Texto mostrado
☆ ☆ ☆ ☆ ☆ ☆ ☆

Llegado a la región de Cesarea de Filipo Jesús preguntó a sus discípulos: «¿Quién dicen los hombres que es el Hijo del hombre?» Ellos dijeron: «Unos, que eres Juan el Bautista; otros, que Elías; otros, que Jeremías o uno de los profetas.» Y Él les dijo: «¿Y vosotros, quién decís que soy yo? Simón Pedro contestó: «Tú eres el Cristo, el Hijo de Dios vivo». Replicando Jesús le dijo: «Bienaventurado eres Simón, hijo de Jonás, porque no te ha revelado esto la carne ni la sangre, sino mi Padre que está en los cielos[1].

A poco más de dos mil años de distancia las preguntas no han perdido actualidad. Ambas nos remontan, afirmada la existencia de Dios, a un planteamiento fundamental: ¿quién es ese Dios existente? El cuestionamiento llega a cobrar una profunda, y a veces dramática, dimensión personal cuando lo asumimos como es, dirigido también a nosotros mismos: ¿quién es Dios para mí?

Un repaso histórico por las diversas religiones y doctrinas morales nos dejan entrever una remota aproximación a modo de respuesta a esa pregunta fundamental. Es así que el hinduismo nos habla de la vida universal, el taoísmo de la sabiduría del devenir, el confucianismo del tao que expresa la voluntad del cielo o la Grecia antigua de los numerosos dioses humanos y superhumanos tan prodigiosamente vivientes y olímpicamente severos. A la par, a lo largo de la historia del pensamiento, en las distintas disciplinas humanas y científicas, los hombres se han encontrado directa o indirectamente con esa pregunta: ¿quién es Él? En la antigüedad clásica la necesidad de hallar y explicar las causas, principios y límites del ser condujo a los primeros filósofos a plantearse semejante interrogante y a esbozar constantemente alguna respuesta. Anaxágoras dijo que era el Nous, Sócrates sólo se pronunció a favor de su existencia; Platón dijo que era la Causa Primera, Aristóteles que el Primer Motor Inmóvil y, más tarde, ya en otro ambiente, Plotino le designó «El Uno».

☆ ☆ ☆ ☆ ☆ ☆ ☆

Filas del conjunto

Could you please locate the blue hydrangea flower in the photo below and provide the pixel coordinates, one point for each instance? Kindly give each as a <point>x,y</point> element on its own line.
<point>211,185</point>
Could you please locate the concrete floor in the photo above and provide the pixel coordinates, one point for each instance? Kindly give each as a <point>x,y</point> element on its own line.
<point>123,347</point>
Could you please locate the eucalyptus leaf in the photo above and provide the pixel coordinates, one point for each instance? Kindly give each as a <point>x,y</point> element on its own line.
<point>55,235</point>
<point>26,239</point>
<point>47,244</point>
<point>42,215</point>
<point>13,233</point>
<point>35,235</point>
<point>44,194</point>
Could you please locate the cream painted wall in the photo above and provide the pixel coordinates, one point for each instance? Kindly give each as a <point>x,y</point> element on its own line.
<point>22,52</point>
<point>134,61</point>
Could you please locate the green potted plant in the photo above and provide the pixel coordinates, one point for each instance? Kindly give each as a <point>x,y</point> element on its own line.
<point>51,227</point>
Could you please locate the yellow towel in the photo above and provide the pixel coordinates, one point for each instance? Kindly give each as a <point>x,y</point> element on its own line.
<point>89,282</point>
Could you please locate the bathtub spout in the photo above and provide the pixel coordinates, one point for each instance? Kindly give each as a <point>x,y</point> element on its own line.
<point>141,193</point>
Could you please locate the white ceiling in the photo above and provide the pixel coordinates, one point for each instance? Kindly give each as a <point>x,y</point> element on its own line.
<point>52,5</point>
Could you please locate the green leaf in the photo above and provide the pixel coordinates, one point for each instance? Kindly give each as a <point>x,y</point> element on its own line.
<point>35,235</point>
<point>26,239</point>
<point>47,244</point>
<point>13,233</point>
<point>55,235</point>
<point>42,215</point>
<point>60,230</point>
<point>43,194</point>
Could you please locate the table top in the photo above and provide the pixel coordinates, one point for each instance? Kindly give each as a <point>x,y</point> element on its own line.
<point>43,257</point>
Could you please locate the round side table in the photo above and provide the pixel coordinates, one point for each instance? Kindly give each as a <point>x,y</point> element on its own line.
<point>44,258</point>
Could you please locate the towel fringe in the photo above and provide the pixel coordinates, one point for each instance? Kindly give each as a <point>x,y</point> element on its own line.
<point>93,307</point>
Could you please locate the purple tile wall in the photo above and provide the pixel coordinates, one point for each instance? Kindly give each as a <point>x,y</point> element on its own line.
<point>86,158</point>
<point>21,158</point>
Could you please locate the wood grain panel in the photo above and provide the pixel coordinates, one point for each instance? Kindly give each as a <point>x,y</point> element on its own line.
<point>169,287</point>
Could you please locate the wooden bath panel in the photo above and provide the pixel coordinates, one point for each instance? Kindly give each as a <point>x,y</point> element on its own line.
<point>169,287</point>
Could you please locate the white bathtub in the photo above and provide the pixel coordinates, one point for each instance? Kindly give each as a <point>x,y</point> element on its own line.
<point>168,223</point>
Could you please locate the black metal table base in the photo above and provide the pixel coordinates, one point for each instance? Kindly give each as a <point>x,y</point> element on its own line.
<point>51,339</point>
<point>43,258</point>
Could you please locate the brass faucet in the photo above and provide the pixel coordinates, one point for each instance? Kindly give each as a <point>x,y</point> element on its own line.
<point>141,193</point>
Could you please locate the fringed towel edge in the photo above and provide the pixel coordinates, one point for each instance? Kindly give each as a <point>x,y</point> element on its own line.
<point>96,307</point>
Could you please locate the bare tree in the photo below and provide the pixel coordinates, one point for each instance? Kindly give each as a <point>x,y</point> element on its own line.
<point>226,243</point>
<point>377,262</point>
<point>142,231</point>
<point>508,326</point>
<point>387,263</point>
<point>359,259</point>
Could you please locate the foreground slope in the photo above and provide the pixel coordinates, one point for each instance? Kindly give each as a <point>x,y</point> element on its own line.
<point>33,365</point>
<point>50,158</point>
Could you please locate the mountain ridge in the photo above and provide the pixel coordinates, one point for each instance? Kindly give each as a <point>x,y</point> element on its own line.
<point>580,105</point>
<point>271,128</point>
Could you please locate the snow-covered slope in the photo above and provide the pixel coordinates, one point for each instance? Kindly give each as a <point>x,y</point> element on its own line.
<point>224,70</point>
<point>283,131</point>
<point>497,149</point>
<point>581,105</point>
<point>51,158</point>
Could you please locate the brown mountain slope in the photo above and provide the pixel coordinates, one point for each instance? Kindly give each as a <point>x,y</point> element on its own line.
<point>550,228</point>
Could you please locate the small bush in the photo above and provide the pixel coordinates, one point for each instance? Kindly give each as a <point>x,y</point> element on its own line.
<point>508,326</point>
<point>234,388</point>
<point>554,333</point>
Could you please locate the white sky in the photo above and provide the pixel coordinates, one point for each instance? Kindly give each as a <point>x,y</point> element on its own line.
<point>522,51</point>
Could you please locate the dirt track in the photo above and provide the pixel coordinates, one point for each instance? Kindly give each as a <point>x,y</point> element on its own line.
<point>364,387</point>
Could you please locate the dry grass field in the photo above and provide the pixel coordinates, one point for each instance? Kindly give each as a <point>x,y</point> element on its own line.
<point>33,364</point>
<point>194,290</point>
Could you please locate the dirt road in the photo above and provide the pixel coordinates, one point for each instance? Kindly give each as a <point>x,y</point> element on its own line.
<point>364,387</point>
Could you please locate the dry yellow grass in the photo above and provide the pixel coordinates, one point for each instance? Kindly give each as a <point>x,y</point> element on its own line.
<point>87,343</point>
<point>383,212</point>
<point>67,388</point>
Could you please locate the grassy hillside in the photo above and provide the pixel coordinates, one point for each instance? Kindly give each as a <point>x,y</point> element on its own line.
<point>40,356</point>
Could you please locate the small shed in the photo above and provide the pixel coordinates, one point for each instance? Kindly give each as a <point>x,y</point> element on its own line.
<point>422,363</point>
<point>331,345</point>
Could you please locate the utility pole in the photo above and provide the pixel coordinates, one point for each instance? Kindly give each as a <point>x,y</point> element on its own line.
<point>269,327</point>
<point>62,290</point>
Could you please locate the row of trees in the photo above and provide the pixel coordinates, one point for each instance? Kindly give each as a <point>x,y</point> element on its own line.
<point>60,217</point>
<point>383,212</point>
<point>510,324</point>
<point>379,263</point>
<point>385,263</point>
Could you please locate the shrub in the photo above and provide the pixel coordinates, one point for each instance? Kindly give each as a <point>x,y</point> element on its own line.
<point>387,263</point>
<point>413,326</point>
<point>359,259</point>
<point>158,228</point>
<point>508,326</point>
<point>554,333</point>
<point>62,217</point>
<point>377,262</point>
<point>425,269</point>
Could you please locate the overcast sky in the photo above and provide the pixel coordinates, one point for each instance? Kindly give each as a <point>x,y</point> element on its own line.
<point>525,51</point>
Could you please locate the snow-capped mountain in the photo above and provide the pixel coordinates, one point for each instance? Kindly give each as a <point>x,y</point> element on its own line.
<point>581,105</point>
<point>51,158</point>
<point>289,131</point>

☆ ☆ ☆ ☆ ☆ ☆ ☆

Lista de tareas
A: En el texto sobre quién es Dios, ¿qué nombre le dio Plotino?
B: Transcribe sin cambios el pasaje del texto sobre quién es Dios que va desde "Llegado a la" hasta "en los cielos[1].".
Para responder, usa solo el texto.

Respuestas por tarea
A: «El Uno».

B:
Llegado a la región de Cesarea de Filipo Jesús preguntó a sus discípulos: «¿Quién dicen los hombres que es el Hijo del hombre?» Ellos dijeron: «Unos, que eres Juan el Bautista; otros, que Elías; otros, que Jeremías o uno de los profetas.» Y Él les dijo: «¿Y vosotros, quién decís que soy yo? Simón Pedro contestó: «Tú eres el Cristo, el Hijo de Dios vivo». Replicando Jesús le dijo: «Bienaventurado eres Simón, hijo de Jonás, porque no te ha revelado esto la carne ni la sangre, sino mi Padre que está en los cielos[1].